> [WORK TO BE COMPLETED]:
Please tally the lines in the material below that contain the string "BATCH", counting a line only when the letters match in case. Reply with the number alone.

> [DATA TO USE]:
------------------------------------

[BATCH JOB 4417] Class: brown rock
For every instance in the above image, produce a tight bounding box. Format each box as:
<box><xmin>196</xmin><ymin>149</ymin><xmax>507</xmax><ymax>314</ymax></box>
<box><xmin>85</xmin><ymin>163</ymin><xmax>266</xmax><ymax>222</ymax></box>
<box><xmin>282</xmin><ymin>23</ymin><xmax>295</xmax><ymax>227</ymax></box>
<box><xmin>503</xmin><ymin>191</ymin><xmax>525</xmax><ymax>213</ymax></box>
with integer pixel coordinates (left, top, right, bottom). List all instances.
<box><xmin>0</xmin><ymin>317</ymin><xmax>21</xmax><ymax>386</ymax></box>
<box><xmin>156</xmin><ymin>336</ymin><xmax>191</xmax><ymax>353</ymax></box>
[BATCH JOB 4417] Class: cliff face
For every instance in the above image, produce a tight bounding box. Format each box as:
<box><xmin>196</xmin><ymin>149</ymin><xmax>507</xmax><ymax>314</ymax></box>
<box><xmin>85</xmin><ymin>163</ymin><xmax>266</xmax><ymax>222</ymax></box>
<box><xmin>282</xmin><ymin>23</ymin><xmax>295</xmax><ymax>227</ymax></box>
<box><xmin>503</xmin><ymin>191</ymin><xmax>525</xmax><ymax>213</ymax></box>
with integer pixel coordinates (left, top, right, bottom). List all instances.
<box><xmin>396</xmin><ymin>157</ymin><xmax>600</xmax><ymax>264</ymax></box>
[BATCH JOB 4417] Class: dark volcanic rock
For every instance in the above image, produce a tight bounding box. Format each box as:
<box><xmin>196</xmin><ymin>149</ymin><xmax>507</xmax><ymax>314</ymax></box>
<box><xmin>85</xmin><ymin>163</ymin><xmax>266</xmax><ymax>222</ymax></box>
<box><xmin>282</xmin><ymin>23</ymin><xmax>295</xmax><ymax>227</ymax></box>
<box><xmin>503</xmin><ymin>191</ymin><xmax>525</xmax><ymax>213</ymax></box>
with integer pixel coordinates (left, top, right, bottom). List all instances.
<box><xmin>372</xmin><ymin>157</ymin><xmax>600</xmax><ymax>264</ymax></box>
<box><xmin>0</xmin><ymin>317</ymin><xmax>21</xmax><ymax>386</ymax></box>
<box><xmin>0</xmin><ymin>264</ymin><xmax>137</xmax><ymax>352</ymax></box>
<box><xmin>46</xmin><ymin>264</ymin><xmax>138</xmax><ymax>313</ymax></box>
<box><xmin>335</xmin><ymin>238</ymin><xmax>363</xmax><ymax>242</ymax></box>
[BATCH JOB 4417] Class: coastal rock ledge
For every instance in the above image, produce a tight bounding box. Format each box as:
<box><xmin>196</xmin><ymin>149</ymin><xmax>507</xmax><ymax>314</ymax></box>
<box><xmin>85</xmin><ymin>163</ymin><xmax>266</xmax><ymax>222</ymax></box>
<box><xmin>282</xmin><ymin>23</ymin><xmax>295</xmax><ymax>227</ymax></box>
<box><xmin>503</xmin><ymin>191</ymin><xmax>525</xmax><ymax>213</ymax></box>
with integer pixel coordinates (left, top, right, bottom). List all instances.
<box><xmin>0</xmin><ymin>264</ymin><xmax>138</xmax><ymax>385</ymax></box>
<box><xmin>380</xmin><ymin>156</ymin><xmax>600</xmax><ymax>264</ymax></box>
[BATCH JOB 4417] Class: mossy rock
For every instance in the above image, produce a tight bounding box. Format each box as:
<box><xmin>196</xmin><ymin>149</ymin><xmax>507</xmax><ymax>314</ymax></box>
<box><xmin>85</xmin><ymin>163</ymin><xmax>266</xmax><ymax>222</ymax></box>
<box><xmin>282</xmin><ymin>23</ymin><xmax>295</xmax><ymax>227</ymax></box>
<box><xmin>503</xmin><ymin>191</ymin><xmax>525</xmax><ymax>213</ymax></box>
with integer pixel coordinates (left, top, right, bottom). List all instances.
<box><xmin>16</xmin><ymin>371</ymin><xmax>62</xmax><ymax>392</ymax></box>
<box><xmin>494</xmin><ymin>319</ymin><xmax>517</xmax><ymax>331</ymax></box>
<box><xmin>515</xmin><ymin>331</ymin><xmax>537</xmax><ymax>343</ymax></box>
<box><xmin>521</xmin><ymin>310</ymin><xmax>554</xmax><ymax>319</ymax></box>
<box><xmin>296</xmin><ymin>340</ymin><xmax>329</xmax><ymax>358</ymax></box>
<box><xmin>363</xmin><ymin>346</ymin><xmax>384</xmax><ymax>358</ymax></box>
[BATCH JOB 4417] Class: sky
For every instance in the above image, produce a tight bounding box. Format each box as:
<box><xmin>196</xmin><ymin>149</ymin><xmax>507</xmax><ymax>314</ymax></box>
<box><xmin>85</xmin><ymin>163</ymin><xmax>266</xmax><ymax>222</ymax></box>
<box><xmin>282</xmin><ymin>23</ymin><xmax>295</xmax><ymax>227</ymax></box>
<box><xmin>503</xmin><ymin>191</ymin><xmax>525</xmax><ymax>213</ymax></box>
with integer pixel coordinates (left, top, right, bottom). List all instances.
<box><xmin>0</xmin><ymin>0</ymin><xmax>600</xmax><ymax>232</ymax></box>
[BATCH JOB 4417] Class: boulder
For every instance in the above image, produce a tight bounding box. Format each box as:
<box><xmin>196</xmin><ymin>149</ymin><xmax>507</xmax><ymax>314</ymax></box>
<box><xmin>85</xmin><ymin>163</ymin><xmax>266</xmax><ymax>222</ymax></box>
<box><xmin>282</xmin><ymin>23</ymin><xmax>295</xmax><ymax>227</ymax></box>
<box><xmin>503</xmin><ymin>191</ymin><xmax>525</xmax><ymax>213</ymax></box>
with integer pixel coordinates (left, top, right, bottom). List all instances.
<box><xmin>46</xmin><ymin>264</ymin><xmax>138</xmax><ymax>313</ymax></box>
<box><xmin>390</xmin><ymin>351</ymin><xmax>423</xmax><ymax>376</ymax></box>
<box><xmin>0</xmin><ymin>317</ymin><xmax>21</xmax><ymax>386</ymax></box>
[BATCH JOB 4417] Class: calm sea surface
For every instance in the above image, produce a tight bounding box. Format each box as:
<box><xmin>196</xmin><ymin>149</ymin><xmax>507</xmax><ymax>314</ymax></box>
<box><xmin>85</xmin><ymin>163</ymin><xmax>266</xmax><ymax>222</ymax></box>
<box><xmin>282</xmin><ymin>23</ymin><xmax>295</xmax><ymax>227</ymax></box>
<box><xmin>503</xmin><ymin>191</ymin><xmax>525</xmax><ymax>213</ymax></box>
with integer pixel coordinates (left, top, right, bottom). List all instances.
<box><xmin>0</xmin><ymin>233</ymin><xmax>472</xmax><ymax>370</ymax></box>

------------------------------------

> [SOLUTION FOR THIS EXERCISE]:
8